PASSAGE PROVIDED:
START

While we’ve featured fantastic female streamers, esport athletes, and hosts, how about those who aren’t used to being featured on camera? It’s about time we acknowledge the women providing strong support towards the growth of the gaming scene in the Philippines, too.
This Women’s Month, we also want to shine the spotlight on professionals behind the scenes. Get to know our very own Joni Yap, the producer for some of the shows and segments of GG Network, such as Geeks and Gamers Guide. Learn about her career journey, her work as a game content producer, and how she views the future for women in the industry.
I’d like to think that a happy accident led me to where I am now because I never deliberately pursued a career in the gaming industry. Not that I have a super legit gaming career now—it’s just that the trajectory of my career in video production has led me, and continues to lead me to work on projects that are related to gaming. As a freelancer, you want to keep improving your skills and expand your capacity to take on different jobs. And as a producer, it’s important to know as much as you can about your content because that helps you identify what you want to show, how to show it and how to manage everything that needs to be done.
So in the process of taking on these projects for GG Network, I was able to study and appreciate our gaming and geek culture, as well as learn how to mount different kinds of shoots to meet the show’s requirements. Of course, I’m not in this alone—there’s a whole team behind me. And I admit there’s still so much for me to learn. Both gaming and video production are constantly changing landscapes. They both cover a wide range of topics and styles that cater to all sorts of people. So there’s always something new to discover, understand and appreciate.
The video production industry is very similar to the gaming industry in the sense that they’re both still male-dominated. Fortunately for me, I’m coming in at a time when these industries are much more open to women doing work that was traditionally given to men. I wouldn’t say that all the barriers have been broken down but in general, everything feels more inclusive. For example, in Geeks and Gamers Guide, our core team is composed primarily of women. And our jobs are not confined to just clerical work—we get to be leaders here.

END

STATED TASK:
According to the Women's Month profile, what is Joni Yap's role at GG Network?

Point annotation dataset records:
START

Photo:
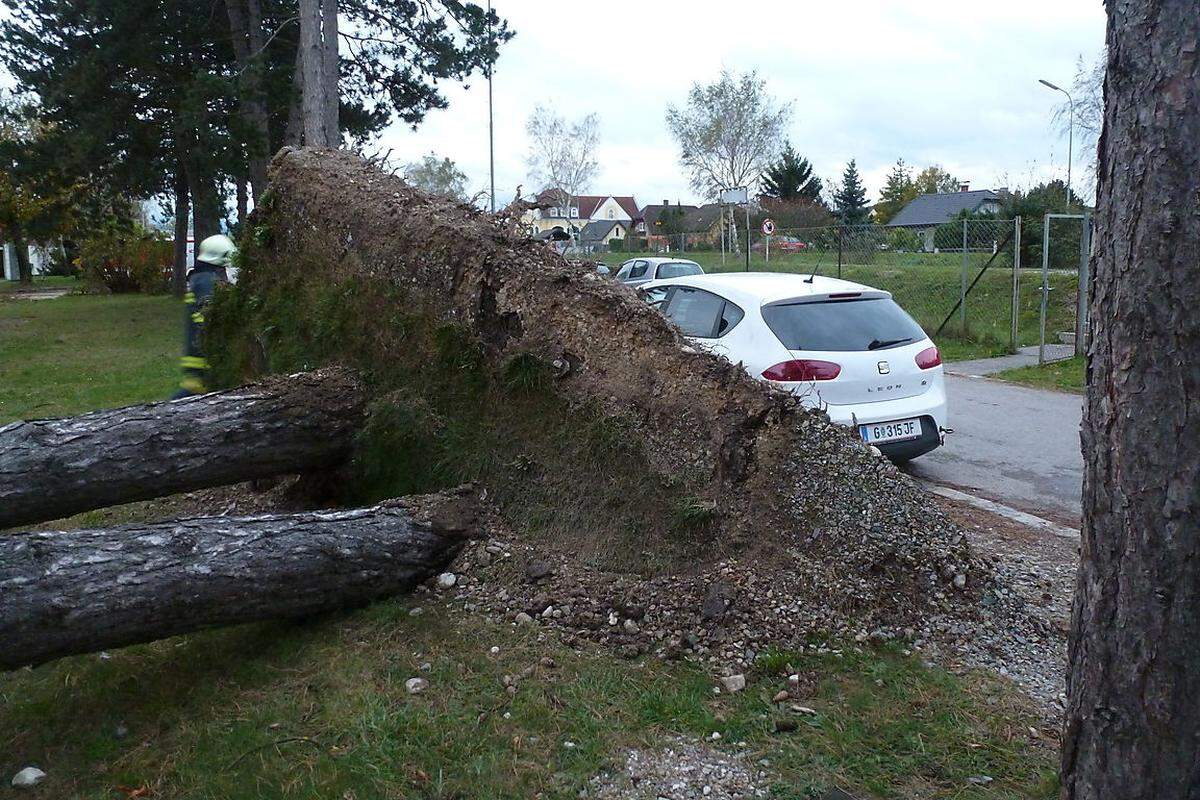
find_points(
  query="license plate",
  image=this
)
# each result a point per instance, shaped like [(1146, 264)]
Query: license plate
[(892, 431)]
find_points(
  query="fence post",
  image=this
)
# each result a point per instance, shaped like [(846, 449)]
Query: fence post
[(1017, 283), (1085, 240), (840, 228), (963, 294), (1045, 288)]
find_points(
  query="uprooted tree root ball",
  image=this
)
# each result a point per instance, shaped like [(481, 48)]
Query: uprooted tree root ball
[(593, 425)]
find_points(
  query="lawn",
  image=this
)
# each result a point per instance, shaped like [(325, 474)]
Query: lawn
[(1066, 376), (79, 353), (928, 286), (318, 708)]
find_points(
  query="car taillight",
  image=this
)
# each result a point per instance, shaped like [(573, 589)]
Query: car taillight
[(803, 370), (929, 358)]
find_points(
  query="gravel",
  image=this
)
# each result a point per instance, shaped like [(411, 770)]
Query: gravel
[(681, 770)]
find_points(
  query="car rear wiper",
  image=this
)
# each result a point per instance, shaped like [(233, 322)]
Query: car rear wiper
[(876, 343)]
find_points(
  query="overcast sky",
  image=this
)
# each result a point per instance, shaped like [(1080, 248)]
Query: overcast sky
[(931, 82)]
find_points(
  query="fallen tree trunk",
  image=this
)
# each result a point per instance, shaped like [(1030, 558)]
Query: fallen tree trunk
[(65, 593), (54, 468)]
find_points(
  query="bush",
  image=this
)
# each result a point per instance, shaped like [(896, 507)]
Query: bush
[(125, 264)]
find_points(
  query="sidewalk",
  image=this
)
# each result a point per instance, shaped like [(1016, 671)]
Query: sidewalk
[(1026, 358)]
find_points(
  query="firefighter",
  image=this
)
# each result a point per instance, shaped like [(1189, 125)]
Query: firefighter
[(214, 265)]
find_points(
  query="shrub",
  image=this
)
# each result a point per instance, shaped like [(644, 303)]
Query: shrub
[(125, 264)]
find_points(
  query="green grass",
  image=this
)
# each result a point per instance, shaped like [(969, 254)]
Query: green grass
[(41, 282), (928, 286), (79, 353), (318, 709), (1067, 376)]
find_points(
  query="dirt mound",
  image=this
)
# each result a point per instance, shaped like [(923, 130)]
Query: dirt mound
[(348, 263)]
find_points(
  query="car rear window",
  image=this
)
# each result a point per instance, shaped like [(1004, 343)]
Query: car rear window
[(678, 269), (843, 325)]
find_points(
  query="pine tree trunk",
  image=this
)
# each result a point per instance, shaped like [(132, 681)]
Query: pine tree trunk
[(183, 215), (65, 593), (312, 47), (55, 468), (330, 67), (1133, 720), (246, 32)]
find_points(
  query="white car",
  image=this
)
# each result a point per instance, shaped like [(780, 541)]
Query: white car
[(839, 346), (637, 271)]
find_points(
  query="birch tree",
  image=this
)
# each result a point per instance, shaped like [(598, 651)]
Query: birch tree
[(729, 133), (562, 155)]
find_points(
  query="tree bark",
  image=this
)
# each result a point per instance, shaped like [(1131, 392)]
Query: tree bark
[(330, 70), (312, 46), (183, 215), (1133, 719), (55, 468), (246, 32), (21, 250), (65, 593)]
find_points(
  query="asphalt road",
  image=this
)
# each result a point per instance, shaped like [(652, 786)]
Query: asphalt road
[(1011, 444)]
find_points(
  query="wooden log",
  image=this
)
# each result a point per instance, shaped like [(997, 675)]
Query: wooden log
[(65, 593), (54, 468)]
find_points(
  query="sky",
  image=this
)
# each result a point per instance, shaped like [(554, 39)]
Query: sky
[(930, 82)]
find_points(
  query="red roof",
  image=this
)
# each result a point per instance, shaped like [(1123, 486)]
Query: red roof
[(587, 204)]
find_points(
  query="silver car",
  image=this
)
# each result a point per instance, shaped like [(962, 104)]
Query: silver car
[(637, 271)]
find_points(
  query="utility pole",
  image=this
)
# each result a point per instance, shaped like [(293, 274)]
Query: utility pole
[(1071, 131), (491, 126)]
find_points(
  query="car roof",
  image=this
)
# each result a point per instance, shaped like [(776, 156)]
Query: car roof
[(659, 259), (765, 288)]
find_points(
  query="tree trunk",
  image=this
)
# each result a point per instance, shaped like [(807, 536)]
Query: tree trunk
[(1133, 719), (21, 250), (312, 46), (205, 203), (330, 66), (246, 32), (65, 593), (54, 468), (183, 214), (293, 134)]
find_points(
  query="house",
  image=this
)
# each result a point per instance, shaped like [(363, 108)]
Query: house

END
START

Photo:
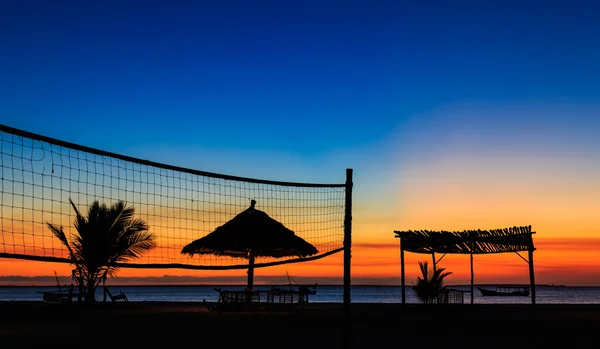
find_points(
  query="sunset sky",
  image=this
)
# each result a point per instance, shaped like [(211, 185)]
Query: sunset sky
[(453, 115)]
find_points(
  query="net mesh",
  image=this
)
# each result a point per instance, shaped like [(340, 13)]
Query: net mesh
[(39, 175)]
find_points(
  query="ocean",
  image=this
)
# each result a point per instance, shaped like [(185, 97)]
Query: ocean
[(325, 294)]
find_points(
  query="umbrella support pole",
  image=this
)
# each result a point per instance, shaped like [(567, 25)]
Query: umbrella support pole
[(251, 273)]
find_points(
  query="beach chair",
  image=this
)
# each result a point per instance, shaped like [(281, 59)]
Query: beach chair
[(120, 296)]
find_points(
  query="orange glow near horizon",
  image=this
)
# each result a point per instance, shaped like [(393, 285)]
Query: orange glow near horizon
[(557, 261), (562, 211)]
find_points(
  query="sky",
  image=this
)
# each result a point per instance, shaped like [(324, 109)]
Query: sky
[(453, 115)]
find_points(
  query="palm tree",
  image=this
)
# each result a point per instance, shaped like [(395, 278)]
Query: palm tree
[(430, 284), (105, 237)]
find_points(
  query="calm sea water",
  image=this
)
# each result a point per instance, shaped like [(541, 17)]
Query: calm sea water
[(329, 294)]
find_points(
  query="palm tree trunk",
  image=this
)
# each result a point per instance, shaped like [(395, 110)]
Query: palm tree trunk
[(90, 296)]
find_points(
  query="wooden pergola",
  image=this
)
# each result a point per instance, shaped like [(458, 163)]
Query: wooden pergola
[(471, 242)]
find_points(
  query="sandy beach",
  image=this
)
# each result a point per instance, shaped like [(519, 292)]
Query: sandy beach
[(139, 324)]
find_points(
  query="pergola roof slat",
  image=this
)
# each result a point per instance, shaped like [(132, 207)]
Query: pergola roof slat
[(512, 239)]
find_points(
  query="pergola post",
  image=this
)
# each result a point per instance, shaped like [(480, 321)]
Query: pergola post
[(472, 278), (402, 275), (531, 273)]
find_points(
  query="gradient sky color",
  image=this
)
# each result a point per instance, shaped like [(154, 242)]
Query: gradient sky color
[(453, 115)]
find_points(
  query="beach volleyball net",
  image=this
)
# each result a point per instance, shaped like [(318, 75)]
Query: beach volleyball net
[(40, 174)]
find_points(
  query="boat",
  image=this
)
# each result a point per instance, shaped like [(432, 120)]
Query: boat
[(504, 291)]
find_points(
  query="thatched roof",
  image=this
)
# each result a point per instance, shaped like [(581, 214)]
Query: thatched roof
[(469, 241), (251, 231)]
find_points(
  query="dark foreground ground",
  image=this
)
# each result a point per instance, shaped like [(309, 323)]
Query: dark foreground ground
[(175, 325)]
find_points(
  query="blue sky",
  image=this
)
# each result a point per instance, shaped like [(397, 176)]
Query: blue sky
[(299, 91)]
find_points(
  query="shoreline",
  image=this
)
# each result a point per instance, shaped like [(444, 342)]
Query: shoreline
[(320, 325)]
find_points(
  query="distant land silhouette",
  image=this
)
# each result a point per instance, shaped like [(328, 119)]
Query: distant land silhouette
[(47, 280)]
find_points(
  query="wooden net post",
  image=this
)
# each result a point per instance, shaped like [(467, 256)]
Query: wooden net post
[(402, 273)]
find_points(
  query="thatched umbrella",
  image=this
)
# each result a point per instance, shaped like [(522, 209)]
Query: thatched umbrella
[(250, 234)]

END
START

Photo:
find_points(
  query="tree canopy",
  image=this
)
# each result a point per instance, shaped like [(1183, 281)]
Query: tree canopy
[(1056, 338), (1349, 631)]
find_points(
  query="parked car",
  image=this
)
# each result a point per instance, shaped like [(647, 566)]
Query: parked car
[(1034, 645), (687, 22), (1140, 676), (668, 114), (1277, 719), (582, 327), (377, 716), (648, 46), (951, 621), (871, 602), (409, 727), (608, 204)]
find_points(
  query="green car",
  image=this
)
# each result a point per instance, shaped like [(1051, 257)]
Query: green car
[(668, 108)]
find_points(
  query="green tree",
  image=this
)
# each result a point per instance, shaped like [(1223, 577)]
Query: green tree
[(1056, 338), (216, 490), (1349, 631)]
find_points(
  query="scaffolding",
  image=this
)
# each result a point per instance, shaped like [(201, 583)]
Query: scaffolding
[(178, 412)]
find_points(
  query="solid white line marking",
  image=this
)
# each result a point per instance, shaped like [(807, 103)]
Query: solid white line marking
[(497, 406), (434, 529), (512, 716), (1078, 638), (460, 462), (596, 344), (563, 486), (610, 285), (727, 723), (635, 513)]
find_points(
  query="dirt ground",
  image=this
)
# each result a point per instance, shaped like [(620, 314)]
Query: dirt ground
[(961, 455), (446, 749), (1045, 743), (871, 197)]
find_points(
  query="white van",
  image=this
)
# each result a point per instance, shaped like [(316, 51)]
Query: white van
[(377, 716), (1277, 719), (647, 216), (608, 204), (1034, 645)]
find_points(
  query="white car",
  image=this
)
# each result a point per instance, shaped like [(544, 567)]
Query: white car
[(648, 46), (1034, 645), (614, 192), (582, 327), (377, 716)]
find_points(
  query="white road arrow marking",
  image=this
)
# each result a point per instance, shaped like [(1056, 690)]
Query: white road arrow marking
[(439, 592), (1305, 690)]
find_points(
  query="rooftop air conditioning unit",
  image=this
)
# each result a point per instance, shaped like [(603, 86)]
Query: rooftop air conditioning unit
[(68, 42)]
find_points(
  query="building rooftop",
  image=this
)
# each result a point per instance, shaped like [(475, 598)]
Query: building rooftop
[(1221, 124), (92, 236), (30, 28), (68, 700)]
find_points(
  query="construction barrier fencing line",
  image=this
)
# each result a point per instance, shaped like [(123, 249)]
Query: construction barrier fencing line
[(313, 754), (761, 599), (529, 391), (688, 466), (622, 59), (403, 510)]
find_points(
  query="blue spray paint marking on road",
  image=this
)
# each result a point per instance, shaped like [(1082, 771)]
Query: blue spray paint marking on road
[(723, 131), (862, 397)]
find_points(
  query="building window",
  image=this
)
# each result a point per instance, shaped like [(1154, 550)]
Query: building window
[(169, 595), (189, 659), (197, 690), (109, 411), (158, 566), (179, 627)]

END

SOLVED PROBLEM:
She is the producer for some of GG Network's shows and segments, such as Geeks and Gamers Guide.